* **ZU BEARBEITENDE AUFGABEN**
1. Beantworte die folgenden Fragen zum Text über den Hamburger Arbeitsmarkt.
(a) Worunter leiden laut dem Text auch Hamburgs Unternehmen?
(b) Welche drei Belastungen für die Unternehmen und die Wirtschaft werden genannt?
(c) Welcher Anteil der 200 größten Unternehmen der Stadt will im nächsten Jahr die Zahl der Beschäftigten halten oder erhöhen?
2. Führe den Text über den Hamburger Arbeitsmarkt im Anschluss an seinen letzten Satz weiter.

### TEXT ZUR ANALYSE ###

Hamburg. Auch Hamburgs Unternehmen leiden unter Fachkräftemangel. Auch wegen eigener Fehler.
Es ist schon seltsam, was sich derzeit auf dem Arbeitsmarkt abspielt. Die stark gestiegenen Energiepreise führen bei fast allen Unternehmen zu Kostenexplosionen, wegen der hohen Inflation ist die Nachfrage der Kunden eher mau und die Lieferkettenprobleme infolge der Corona-Pandemie belasten die Wirtschaft weiterhin. Und dennoch zeigt sich der Arbeitsmarkt robust – auch in Hamburg.
Die Zahl der Erwerbslosen in der Stadt ist im Jahresvergleich kaum gestiegen, die großen Unternehmen haben ihr Personal in den vergangenen Monaten sogar aufgestockt. Besonders positiv: Fast 90 Prozent der 200 größten Unternehmen in der Stadt wollen nach der aktuellen Abendblatt-Umfrage im nächsten Jahr die Zahl ihrer Beschäftigten halten oder sogar erhöhen – trotz Wirtschaftskrise. Wie kann das sein?

### AUSGANGSMATERIAL ###

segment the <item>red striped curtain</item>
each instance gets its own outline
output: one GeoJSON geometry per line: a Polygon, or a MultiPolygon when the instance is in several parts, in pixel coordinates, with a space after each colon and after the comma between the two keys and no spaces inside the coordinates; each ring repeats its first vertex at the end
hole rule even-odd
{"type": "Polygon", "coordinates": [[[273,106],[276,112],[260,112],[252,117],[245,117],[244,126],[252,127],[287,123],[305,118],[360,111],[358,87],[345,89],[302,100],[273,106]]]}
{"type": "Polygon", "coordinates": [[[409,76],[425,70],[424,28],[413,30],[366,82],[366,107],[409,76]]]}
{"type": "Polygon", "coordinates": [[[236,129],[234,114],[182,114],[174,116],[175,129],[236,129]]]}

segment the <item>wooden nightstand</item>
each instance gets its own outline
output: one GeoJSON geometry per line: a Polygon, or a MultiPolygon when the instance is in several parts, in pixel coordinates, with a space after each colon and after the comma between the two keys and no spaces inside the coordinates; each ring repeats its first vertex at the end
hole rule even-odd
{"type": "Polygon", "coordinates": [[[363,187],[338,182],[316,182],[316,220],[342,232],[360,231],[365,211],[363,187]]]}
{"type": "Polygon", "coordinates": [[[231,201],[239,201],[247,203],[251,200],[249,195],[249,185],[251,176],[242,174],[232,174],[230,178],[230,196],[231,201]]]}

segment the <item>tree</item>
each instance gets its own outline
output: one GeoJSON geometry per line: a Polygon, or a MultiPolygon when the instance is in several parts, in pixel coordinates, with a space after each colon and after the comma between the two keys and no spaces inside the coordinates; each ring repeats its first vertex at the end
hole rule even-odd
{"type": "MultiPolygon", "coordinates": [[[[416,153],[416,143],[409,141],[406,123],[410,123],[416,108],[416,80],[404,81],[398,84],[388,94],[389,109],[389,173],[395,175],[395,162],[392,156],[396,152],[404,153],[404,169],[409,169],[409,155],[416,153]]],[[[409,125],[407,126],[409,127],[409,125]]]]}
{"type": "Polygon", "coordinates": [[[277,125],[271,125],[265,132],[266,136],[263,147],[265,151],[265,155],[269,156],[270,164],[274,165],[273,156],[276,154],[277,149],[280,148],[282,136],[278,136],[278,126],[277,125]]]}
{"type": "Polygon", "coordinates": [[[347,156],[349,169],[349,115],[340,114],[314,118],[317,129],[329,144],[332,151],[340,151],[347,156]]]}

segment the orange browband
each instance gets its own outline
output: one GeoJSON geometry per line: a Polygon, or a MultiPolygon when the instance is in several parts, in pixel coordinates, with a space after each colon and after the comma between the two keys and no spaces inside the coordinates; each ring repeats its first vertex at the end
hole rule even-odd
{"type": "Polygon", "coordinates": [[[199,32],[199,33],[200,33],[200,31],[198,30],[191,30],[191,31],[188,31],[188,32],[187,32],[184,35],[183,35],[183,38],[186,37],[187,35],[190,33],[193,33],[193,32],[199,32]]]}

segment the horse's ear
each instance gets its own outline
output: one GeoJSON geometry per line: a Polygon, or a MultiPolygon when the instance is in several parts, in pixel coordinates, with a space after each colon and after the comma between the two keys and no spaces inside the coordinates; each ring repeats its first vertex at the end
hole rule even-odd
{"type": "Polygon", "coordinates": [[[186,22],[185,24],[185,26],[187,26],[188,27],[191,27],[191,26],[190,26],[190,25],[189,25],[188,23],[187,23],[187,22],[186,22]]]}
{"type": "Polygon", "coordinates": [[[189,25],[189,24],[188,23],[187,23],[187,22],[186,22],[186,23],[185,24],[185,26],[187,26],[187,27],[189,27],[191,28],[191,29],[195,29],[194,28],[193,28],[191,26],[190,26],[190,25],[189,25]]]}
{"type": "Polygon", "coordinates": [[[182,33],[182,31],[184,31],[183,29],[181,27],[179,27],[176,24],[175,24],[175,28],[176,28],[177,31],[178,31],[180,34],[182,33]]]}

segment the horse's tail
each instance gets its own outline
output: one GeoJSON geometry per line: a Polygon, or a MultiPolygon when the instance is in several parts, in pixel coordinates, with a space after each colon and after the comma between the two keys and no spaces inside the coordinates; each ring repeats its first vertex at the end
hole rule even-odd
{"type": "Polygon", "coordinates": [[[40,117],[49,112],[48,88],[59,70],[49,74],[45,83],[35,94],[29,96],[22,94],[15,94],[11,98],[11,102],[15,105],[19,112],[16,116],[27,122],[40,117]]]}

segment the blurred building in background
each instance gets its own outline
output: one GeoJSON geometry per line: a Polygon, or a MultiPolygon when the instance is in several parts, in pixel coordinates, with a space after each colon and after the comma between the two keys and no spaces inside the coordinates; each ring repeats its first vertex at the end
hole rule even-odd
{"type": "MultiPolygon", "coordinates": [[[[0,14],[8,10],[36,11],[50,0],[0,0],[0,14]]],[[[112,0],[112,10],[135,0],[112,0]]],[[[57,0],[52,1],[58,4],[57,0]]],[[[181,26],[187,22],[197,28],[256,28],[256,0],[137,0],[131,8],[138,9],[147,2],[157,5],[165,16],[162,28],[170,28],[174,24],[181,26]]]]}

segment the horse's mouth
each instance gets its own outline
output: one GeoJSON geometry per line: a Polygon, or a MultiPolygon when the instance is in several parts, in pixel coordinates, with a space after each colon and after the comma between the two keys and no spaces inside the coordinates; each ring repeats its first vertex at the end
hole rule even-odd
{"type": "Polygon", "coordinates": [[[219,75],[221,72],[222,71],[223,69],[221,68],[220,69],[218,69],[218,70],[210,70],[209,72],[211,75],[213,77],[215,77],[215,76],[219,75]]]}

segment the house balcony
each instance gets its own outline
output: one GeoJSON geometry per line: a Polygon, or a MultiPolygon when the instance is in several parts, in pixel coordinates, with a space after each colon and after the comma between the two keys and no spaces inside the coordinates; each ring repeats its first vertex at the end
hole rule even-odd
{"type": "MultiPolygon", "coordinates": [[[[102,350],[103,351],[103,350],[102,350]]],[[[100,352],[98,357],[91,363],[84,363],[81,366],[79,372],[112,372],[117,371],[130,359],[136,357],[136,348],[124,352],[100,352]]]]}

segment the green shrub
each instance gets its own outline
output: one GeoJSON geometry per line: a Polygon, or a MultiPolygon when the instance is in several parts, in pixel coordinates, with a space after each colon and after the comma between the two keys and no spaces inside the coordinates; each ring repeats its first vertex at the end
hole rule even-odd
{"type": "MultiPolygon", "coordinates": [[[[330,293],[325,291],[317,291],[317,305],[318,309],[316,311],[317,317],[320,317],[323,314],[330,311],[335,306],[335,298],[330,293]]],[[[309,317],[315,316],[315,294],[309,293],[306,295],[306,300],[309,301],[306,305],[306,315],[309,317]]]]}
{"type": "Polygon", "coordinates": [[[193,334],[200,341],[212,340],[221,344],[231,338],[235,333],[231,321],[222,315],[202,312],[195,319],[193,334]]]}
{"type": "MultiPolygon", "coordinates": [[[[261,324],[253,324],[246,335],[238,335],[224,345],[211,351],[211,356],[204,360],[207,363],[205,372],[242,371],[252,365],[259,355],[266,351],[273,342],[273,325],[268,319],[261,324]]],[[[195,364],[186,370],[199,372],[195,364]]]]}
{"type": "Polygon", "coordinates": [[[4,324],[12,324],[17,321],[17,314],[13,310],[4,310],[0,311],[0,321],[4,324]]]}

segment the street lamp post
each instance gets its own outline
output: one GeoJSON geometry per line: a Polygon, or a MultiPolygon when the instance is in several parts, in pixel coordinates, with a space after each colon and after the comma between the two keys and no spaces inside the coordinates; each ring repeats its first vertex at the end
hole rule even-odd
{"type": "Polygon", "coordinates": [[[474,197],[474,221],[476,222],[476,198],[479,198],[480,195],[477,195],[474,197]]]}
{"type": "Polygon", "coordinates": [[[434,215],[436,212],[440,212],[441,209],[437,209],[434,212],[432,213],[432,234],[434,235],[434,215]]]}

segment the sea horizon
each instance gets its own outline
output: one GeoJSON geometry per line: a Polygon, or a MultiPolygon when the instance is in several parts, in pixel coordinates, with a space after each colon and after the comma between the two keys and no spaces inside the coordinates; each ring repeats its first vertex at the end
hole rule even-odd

###

* **LÖSUNGEN ZU AUFGABEN**
1.
(a) Unter Fachkräftemangel.
(b) Die stark gestiegenen Energiepreise, die wegen der hohen Inflation eher maue Nachfrage der Kunden und die Lieferkettenprobleme infolge der Corona-Pandemie.
(c) Fast 90 Prozent.

2.
Hamburger Arbeitsmarkt – hausgemachte Probleme
Der Arbeitsmarkt hat sich von der konjunkturellen Entwicklung abgekoppelt. In nahezu allen Branchen werden Arbeitskräfte händeringend gesucht. Gastronomen benötigen Köche, die sich während der Pandemie stressärmere und besser bezahlte Jobs gesucht haben. Der Mangel an Pflegekräften ist längst chronisch geworden und spitzt sich mit Blick auf die Überalterung unserer Gesellschaft weiter zu. Ingenieure werden gefühlt seit Jahrzehnten gesucht, ohne dass nachhaltige Lösungen in Sicht sind.
Das Handwerk stöhnt über Nachwuchssorgen, weil junge Menschen lieber den vermeintlich lukrativeren Weg des Studiums wählen, statt sich ölige Hände in einer Werkstatt zu holen. Die Liste der Ungleichgewichte zwischen Angebot und Nachfrage auf dem Arbeitsmarkt ließe sich endlos fortsetzen. Egal ob alt oder jung: Wer Lust hat zu arbeiten, dem stehen heutzutage so viele Türen offen wie seit den 1950er Jahren nicht mehr.
Die demografische Entwicklung ist ein Treiber dieser Entwicklung. Zu wenige Babys treffen auf zu viele Menschen, die immer älter werden; da ist eine Schieflage am Arbeitsmarkt programmiert. Und sie wird zu einer großen Herausforderung für unser Zusammenleben, belastet die ohnehin chronisch unterfinanzierten Sozialsysteme. In den kommenden Jahren wird der deutsche Arbeitsmarkt so viel Knowhow verlieren wie nie zuvor. Allein in Hamburg müssen bis 2034 mehr als 175.000 Fach- und Führungskräfte, die in Rente gehen, ersetzt werden.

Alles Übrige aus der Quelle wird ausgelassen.